[Passage shown]

··········

KUALA LUMPUR — June 24, 2019: The International Monetary Fund is telling Malaysia to increase productivity if it is to achieve its goal of becoming a high-income nation in the next decade because despite the economic success over the past 20 years, Malaysia’s productivity did not grow as much as the country had hoped.
And it is the view of IMF managing director Christine Lagarde that Malaysia can meet this challenge with creativity and enhance its recipe for success. But to get there, it needs the right mix of ingredients to create an inclusive and sustainable long-term growth.
At an engagement session entitled ‘Ingredients for Good Governance and Economic Prosperity at the University of Malaya today, Lagarde outlined three key ingredients that Malaysia should pay attention to in order to improve productivity, namely improving governance and tackling corruption, investing in high-quality education and boosting the labour force participation of women.
Lauding the efforts that had been taken by the government in combating corruption to date, Lagarde said when corruption becomes institutionalised, it poisons the ability of a nation to attract investors and create jobs.
“Corruption is the root cause of so much of the injustice people feel in their daily lives. That is why the IMF is focusing on this issue and will be including improving governance in more of our work with members going forward. I know it is a focus for the Malaysian government as laid out in their election manifesto.
“This is excellent progress. As always, the key will be following through by enshrining these changes in law and implementing each step of the reform agenda,” she said, adding that the IMF was eager to work with Malaysia to fight corruption.
On the second ingredient, she pointed out that while the resources invested in education have dramatically improved over the past twenty years in the country, the results have not yet been fully realised.

··········

[Short problem] Rewrite the paragraph of the article on the IMF and Malaysia that begins "At an engagement session" as a brief list, keeping its main facts.

[Rows]
··········

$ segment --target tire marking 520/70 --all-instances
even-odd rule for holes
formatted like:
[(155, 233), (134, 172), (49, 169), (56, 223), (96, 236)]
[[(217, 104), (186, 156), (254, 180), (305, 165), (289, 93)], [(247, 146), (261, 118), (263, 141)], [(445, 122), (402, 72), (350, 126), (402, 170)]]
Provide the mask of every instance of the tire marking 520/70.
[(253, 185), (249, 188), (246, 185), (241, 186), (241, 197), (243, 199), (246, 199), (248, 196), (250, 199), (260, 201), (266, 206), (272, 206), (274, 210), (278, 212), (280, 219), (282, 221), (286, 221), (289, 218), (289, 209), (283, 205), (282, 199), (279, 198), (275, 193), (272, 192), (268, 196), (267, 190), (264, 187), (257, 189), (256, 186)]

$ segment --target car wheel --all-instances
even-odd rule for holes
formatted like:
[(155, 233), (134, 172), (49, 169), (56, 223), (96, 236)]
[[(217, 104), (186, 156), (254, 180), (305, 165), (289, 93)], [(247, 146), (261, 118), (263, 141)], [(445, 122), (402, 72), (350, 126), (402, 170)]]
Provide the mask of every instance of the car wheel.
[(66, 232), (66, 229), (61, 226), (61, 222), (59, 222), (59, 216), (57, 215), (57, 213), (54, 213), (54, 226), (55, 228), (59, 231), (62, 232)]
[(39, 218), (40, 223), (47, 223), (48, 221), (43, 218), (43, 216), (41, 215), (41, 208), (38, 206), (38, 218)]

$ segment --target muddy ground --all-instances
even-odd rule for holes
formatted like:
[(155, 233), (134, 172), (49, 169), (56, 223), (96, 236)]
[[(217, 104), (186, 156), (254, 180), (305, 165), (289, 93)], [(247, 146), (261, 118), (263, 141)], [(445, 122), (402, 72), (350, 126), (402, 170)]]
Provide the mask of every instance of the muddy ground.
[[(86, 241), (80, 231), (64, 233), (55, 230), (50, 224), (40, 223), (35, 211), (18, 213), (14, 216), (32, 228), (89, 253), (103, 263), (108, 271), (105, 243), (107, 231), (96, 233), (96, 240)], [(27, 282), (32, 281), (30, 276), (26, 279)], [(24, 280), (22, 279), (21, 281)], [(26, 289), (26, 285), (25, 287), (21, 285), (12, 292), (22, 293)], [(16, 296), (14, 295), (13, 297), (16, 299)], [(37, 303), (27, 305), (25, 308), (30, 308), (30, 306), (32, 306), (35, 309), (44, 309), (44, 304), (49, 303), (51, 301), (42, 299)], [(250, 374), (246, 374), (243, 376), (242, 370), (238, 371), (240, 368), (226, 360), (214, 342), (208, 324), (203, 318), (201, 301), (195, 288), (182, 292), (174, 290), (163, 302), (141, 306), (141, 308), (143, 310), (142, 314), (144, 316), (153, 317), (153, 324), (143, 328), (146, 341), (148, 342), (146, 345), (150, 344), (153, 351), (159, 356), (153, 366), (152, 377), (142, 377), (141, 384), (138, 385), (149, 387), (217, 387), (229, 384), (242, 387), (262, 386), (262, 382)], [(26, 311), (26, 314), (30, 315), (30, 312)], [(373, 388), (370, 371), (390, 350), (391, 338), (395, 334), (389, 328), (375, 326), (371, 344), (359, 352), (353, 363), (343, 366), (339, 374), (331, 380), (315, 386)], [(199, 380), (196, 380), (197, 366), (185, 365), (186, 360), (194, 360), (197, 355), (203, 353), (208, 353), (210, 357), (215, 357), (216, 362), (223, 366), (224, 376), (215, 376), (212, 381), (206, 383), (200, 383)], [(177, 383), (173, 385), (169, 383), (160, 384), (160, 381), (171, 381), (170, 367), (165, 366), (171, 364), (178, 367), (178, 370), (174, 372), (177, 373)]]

··········

[Written answer]
- Event: an engagement session titled "Ingredients for Good Governance and Economic Prosperity" at the University of Malaya
- Speaker: Lagarde
- Goal: improving Malaysia's productivity
- Her three key ingredients:
  1. Improving governance and tackling corruption
  2. Investing in high-quality education
  3. Boosting women's labor force participation